### WORK REQUIRED
Retype, word for word, each line between the lines holding "box: [185, 211, 227, 280]" and "box: [159, 143, 274, 272]", inclusive, and leave the rest of the data alone.

-------- MATERIAL SUPPLIED

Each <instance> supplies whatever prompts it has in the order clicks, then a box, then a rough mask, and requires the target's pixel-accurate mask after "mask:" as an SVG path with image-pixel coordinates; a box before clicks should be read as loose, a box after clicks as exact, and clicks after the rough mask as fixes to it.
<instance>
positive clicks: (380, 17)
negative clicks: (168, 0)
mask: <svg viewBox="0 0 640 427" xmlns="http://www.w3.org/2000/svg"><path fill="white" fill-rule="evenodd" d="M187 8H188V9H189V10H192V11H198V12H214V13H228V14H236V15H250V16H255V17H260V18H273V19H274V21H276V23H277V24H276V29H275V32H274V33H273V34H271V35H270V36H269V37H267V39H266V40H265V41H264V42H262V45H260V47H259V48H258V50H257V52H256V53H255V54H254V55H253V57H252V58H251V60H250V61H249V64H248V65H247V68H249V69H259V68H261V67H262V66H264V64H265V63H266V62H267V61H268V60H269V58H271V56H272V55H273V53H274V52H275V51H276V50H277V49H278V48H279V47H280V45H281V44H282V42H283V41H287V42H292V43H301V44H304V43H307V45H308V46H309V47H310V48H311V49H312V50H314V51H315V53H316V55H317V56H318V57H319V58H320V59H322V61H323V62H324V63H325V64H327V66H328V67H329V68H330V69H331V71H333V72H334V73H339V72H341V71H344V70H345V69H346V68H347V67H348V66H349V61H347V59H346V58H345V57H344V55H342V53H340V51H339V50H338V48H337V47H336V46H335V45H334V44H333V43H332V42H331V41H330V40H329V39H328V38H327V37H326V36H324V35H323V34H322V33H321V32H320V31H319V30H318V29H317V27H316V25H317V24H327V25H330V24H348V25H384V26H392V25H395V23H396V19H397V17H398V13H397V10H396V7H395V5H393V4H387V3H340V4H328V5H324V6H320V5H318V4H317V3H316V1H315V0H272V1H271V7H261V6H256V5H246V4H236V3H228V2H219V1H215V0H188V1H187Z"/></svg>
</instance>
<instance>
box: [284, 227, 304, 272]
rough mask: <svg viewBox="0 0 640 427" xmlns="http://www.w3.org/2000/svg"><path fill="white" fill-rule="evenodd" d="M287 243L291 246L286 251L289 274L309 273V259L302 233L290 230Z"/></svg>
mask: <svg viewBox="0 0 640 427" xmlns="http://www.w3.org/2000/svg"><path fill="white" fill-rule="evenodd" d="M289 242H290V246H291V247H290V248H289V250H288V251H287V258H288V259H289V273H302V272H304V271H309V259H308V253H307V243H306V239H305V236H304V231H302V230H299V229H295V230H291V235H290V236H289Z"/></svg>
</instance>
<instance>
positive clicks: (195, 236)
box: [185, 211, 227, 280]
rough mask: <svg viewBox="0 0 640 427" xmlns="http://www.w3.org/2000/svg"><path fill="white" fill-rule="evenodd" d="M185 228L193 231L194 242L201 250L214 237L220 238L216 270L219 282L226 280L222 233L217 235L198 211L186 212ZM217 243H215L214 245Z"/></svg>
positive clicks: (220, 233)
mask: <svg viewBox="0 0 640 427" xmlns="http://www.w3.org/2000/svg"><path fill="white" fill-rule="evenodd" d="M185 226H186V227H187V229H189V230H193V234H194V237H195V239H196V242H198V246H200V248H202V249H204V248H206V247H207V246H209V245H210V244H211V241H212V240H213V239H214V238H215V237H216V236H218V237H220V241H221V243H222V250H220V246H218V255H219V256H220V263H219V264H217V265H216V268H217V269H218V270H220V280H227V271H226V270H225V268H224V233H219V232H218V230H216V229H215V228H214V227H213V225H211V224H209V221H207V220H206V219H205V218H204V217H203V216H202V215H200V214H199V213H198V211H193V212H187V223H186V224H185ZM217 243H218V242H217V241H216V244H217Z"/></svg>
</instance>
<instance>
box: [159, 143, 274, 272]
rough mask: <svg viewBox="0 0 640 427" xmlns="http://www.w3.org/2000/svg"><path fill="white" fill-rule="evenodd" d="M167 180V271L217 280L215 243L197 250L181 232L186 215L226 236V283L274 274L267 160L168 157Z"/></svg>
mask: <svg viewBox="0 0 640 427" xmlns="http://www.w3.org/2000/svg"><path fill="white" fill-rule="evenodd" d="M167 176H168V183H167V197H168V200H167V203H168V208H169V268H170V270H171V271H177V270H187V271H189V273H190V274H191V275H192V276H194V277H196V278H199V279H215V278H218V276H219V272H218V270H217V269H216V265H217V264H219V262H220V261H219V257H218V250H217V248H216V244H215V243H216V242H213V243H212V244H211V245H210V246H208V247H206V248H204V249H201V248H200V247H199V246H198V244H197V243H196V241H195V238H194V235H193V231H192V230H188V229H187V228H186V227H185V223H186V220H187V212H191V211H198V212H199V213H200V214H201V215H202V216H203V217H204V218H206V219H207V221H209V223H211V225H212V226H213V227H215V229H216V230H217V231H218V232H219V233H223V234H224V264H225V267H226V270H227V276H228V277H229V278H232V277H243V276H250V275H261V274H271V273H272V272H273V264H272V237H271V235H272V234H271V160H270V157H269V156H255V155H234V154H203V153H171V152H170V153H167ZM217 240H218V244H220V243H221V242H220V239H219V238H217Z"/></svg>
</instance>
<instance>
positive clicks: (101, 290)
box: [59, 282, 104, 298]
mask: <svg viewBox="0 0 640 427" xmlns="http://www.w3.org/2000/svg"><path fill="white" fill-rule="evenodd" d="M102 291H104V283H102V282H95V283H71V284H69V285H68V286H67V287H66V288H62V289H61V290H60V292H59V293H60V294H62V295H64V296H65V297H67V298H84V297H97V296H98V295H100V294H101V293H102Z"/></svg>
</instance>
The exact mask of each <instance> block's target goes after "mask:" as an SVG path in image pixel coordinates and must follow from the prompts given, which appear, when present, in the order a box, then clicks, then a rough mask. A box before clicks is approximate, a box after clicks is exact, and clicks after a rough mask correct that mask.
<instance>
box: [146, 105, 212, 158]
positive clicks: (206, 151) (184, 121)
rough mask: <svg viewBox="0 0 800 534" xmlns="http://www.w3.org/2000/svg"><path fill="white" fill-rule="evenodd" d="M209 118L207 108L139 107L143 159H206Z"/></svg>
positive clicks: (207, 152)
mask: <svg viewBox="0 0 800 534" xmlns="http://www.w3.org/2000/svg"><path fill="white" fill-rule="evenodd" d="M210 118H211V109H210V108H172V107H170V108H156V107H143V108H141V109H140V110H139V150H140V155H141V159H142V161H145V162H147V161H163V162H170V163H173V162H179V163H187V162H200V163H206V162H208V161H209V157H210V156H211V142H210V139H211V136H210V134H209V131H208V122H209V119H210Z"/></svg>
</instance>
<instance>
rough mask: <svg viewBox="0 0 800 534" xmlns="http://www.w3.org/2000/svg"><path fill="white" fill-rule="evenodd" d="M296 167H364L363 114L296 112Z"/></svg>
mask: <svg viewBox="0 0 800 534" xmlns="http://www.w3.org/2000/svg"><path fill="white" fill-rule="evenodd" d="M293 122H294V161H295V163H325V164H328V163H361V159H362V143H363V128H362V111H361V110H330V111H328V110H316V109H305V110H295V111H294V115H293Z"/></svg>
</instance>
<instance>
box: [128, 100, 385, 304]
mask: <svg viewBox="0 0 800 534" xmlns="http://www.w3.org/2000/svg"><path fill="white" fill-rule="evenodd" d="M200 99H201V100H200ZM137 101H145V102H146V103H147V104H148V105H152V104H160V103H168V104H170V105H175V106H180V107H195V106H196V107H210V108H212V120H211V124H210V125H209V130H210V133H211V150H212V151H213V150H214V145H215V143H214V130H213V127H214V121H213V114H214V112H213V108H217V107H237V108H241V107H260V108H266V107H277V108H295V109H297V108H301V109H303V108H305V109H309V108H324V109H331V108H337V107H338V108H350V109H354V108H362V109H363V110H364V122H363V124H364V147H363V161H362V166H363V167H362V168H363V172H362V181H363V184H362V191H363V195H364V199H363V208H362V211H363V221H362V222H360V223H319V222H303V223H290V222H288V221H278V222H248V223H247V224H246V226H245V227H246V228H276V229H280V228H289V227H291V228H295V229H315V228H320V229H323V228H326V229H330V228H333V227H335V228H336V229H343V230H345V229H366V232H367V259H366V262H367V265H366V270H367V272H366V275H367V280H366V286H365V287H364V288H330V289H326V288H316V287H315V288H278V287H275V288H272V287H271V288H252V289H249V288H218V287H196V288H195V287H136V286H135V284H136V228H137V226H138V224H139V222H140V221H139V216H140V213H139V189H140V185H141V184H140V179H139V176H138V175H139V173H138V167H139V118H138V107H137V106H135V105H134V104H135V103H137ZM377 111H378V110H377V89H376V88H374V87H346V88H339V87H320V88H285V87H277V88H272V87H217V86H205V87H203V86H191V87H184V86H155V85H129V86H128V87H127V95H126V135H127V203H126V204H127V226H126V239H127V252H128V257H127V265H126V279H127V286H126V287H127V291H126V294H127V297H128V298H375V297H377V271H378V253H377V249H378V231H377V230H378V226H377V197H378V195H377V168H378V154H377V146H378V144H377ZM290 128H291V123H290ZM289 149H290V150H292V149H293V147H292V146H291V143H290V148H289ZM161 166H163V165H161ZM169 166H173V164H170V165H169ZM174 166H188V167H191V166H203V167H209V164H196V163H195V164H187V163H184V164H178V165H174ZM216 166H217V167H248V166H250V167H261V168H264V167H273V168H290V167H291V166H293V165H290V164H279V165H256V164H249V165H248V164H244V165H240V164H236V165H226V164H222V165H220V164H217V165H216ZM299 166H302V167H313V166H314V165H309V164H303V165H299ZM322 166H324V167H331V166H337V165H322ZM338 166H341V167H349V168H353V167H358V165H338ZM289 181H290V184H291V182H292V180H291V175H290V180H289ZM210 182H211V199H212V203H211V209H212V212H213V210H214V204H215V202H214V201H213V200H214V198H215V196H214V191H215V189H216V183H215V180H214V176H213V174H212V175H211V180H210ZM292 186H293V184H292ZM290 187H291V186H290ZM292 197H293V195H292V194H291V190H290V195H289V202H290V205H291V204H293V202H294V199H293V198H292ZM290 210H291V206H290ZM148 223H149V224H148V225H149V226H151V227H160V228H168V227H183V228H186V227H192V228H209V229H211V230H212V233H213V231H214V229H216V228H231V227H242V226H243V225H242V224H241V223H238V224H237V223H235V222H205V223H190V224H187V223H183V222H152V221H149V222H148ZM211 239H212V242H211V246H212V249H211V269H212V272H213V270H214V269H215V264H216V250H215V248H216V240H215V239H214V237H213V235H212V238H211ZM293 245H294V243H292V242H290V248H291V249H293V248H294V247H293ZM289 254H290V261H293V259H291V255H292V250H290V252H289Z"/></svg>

----------------

### TASK RESPONSE
box: [185, 211, 227, 280]
rough mask: <svg viewBox="0 0 640 427" xmlns="http://www.w3.org/2000/svg"><path fill="white" fill-rule="evenodd" d="M185 228L193 231L194 242L201 250L214 237L220 238L216 270L219 282L226 280L222 233L217 235L198 211L186 212ZM217 243H215L214 245Z"/></svg>
positive clicks: (220, 233)
mask: <svg viewBox="0 0 640 427" xmlns="http://www.w3.org/2000/svg"><path fill="white" fill-rule="evenodd" d="M185 226H186V227H187V229H189V230H193V234H194V237H195V239H196V242H198V246H200V248H202V249H204V248H206V247H207V246H209V245H210V244H211V241H212V240H213V239H214V238H215V237H216V236H218V237H220V241H221V243H222V250H220V246H218V255H219V256H220V263H219V264H217V265H216V268H217V269H218V270H220V280H227V271H226V270H225V268H224V233H219V232H218V230H216V229H215V228H214V227H213V225H211V224H209V221H207V220H206V219H205V218H204V217H203V216H202V215H200V214H199V213H198V211H193V212H187V223H186V224H185ZM217 243H218V242H217V241H216V244H217Z"/></svg>
</instance>
<instance>
box: [159, 143, 274, 272]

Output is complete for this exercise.